If we don't have outside knowledge of the natural domain of each column, we can use the observations and take the minimal and maximal values as good end points which here will be 1 to 10 and map to the width portion of the pixel space which in our example starts a 0 and goes to 600 (for svg).

Our mapping therefore is a function from domain to range or: $[1,10]=>[0,600]$

When values are numbers such as integer or floating point value or counts (positive values) we can parse them using the + in the d3 data loader shown in [04_Loading_Data.ipynb]. When we have items like names or strings we will call them categorical. Examples are the name field in the cars.csv example file.  On the other hand, when we have strings but we have some understanding of a natural ordering in that domain such as: "hot", "warm", "cold" we call them ordinal. Since they have an ordering. 

#### <u>Scaling and Transforms</u>
Since our mapping involves endpoints, it may seem that linear functions are the only ones avaible but this is not the case since a linear function can easily be manipulated (transformed). First we will start by formulating a linear transformation from our domain of $[1,10]$ to the range $[0,600]$ keeping in mind that 1 would need to become 0 and 10 would have to become 600.

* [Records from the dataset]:
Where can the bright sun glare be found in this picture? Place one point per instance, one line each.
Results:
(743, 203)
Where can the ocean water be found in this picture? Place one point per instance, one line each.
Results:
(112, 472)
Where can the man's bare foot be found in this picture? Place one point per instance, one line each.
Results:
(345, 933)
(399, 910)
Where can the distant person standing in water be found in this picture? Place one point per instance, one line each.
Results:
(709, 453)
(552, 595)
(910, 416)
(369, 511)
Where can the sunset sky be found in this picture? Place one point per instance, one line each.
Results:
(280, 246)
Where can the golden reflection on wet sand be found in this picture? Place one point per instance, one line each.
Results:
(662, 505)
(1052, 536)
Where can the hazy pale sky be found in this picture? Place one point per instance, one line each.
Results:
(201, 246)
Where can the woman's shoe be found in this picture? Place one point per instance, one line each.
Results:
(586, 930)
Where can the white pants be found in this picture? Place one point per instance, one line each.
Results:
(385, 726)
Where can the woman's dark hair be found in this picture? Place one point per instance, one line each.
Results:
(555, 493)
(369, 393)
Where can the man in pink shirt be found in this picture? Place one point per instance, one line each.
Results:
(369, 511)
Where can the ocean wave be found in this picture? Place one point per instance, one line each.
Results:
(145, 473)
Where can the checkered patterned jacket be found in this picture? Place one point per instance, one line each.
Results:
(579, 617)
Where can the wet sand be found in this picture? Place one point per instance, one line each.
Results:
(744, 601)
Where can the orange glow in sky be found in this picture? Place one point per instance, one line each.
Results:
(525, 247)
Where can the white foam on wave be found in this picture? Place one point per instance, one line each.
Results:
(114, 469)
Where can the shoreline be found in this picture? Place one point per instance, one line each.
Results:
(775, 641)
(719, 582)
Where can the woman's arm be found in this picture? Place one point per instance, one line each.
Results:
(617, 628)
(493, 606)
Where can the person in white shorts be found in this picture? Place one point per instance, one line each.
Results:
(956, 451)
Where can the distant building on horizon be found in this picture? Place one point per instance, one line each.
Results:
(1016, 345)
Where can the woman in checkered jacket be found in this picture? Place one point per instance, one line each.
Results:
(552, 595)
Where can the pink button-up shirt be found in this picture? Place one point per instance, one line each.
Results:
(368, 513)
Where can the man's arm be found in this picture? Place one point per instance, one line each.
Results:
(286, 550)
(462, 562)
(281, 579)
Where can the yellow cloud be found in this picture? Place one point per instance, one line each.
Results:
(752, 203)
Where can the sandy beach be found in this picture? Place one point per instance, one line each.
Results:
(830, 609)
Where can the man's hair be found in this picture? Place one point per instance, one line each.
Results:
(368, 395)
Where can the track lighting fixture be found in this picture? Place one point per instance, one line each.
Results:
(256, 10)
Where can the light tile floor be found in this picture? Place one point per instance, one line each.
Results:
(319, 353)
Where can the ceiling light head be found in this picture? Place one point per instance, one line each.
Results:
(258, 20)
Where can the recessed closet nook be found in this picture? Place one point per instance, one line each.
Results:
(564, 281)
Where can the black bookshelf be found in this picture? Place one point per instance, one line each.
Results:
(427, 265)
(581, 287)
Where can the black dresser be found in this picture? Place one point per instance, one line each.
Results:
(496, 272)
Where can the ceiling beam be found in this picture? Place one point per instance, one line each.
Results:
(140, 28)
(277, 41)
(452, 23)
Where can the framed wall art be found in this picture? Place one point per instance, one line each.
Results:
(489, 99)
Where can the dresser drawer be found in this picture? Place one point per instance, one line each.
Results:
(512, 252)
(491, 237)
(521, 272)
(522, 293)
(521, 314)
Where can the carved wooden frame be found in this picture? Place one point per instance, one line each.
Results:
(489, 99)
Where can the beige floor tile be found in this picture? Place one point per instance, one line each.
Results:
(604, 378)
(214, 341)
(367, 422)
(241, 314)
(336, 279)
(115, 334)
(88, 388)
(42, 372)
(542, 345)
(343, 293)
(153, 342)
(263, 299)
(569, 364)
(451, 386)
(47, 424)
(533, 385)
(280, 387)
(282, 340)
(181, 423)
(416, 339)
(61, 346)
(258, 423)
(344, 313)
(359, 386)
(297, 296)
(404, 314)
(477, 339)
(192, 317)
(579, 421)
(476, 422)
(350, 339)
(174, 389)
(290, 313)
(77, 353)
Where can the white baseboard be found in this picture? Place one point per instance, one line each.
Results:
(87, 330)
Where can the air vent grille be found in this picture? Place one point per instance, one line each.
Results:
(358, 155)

* [Problem to solve]:
Answer these questions from the passage on data scales:
(a) What pixel range does the domain $[1,10]$ map to?
(b) What are strings with a natural ordering, such as "hot", "warm", "cold", called?
(c) In the linear transformation, what must the value 10 become?

* [Exercise response]:
(a) $[0,600]$
(b) Ordinal
(c) 600